**QUÉ DEBES HACER**
a) Indica si cada afirmación concuerda con el texto sobre la alarma de la casa. Responde sí o no y cita las palabras exactas del texto que lo deciden. (i) La empresa de monitoreo avisó que se había activado el sensor de movimiento del estudio. (ii) En los años de servicio ya se habían producido varias falsas alarmas. (iii) Quien narra se encontraba a unos 50 minutos de taxi de su casa.
b) Da la continuación del texto sobre la alarma de la casa a partir de su última oración.

**TEXTO MOSTRADO**
Cómo preguntarle a tu casa si hay alguien ahí

Cómo preguntarle a tu casa si hay alguien ahí

Por Ariel Torres
Estas cosas te pasan cuando estás aguardando que te atienda el dentista, en la otra punta de la ciudad, sin auto y con un calor de récord. Leía plácidamente un libro en mi smartphone mientras oía música en la sala de espera cuando me sonó el teléfono. Que los celulares te muestren el nombre del que llama como un titular catástrofe no es del todo saludable. Sobre todo cuando te llaman de la empresa que monitorea la alarma de tu casa.
Atendí con la esperanza de que fuera alguna clase de encuesta, promoción o algo así. Te digo, hay que estar muy alterado para ilusionarte con la idea de que te llame un telemarketer. Pero no. La señorita me informó, con una amabilidad indispensable, pero a la vez un poco grotesca, que la alarma del estudio, donde están casi todas mis computadoras, estaba sonando. El sensor de movimiento se había activado. Dos veces.
Debido a la descarga de unos 12 litros de noradrenalina y epinefrina en mi torrente sanguíneo no logré reunir ni media idea y sólo balbuceé alguna incoherencia. Es una pena que la reacción autónoma de huir-o-pelear no incluya aunque sea un poquito de actividad prefrontal. Pero bueno, de eso se trata. Si en ese estado nos pusiéramos a pensar, el depredador nos almorzaría.
Así que mi primera reacción fue salir corriendo para mi casa y perder el importante y varias veces postergado turno con mi dentista. Entrenada para enfrentar estas situaciones o, quizás, un poco aburrida por mi silencio, la señorita me ofreció enviar un patrullero y le dije “sí, sí”, mientras trataba de ordenar mis ideas. Me prometió que me mantendría informado y cortamos.
Por fortuna (o, más probable, por alguna razón metabólica), mis reacciones de huir-o-pelear duran muy poco. Es decir, me calmo rápido e intento no hacer tonterías. Con la edad he aprendido, además, que estas reacciones suelen ser malas consejeras.
Cuando mi mente terminó de rebootear, analicé dos factores. Primero, nunca había habido una falsa alarma en los 15 años que tengo este servicio. Lo más parecido había sido esa vez en que uno de mis gatos se había infiltrado en el estudio y había disparado la sirena. Segundo: desde aquél evento había implementado un método para evitar que los mininos se metieran donde hay sensores.
Conclusión: si no se trataba de una mascota ni de una falsa alarma, era incómodamente probable que alguien hubiera irrumpido en mi estudio

El ataque de la superpolilla
¿Pero tenía que dejar todo y salir ya mismo para la casa? De ninguna manera. Me encontraba a unos buenos 50 minutos de taxi. Así que, aunque saliera corriendo, no sólo no evitaría el asalto sino que además perdería el muy necesario turno con mi dentista.
Claro que descartar la idea de precipitarte a tu casa cuando existe la posibilidad de que haya un asalto en curso es mucho más fácil de decir que de hacer. Necesitaba algo más consistente. Llamé entonces a mi vecino de toda la vida y le pedí que se fijara si había algo extraño en el frente. Por algo extraño me refiero a una ventana rota y gente sacando cosas por ahí.

**ENTRADAS PROPORCIONADAS**
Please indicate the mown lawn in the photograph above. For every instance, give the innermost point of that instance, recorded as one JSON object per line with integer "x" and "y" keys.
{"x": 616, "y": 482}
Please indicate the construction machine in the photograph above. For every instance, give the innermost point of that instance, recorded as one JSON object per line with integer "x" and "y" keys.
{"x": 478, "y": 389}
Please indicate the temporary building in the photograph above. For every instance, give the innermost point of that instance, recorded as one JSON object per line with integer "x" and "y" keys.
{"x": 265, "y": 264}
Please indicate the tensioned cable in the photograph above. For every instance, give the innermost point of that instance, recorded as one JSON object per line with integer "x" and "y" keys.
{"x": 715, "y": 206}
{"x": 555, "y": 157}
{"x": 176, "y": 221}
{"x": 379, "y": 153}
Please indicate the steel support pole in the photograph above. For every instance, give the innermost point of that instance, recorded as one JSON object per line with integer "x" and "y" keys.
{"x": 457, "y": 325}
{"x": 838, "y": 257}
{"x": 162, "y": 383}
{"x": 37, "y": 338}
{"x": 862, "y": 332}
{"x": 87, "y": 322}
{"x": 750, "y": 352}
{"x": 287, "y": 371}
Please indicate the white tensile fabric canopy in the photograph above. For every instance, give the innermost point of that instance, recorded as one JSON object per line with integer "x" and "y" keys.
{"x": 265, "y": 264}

**RESPUESTAS DEL EJERCICIO**
a)
(i) Sí: "El sensor de movimiento se había activado."
(ii) No: "nunca había habido una falsa alarma en los 15 años que tengo este servicio."
(iii) Sí: "Me encontraba a unos buenos 50 minutos de taxi."

b)
Me parecía difícil, no porque fuera el mediodía, sino porque tengo la buena (y mala) suerte de disponer de un popularísimo maxiquiosco justo al lado, así que hay gente a todas horas, literalmente.
Como supuse, mi vecino y la patrulla me confirmaron que no había nada raro en el frente. Pero en un caserón antiguo esto es sólo la mitad de la historia. Podrían haber entrado por los fondos. Seguía necesitando, pues, algo que me mantuviera en ese sofá esperando al dentista en lugar de salir como un loco hacia algo que, estaba seguro, se trataba de cualquier cosa menos de un asalto. Certeza inexplicable que me duraba algo así como 11 milisegundos y después, de nuevo, mi cerebro reptiliano se ponía a exhortar: “¡Hay que ir, hay que ir, hay que ir!”
No obstante, habiendo pasado un rato, mi mente estaba empezando a funcionar un poco mejor, porque se me habían ocurrido varias preguntas. Llamé a la empresa de la alarma y le solicité a otra señorita que evaluara lo que había visto el sensor.
-Se activó dos veces -me informó-, con una diferencia de 4 minutos.
-Es decir que no cabe duda de que hubo alguien moviéndose en ese ambiente -le planteé.
-No, todo lo contrario. Si hubiera habido alguien moviéndose habríamos recibido activaciones constantes.
Interesante. No sabía eso. Le pregunté:
-¿Y qué cosa en este mundo puede causar que un sensor de movimiento se active dos veces, con una diferencia de 4 minutos, y que no sea alguien que pasó por ahí rápidamente?
-Muchas cosas. Incluso una polilla puede activarlo.

Silenciosos e infalibles
Bueno, lo de la polilla me sonó raro. No tanto porque tenía entendido que los cuerpos que activan estos sensores deben tener un cierto peso mínimo, sino porque las chances de que una polilla pase delante de un sensor es muy pequeña. Y de que lo haga dos veces en 4 minutos es astronómicamente remota. Le pedí que me avisara si sabía algo más y cortamos. Se me ocurrió en ese momento que sería fantástico poder hablar con mi casa y preguntarle quién andaba ahí.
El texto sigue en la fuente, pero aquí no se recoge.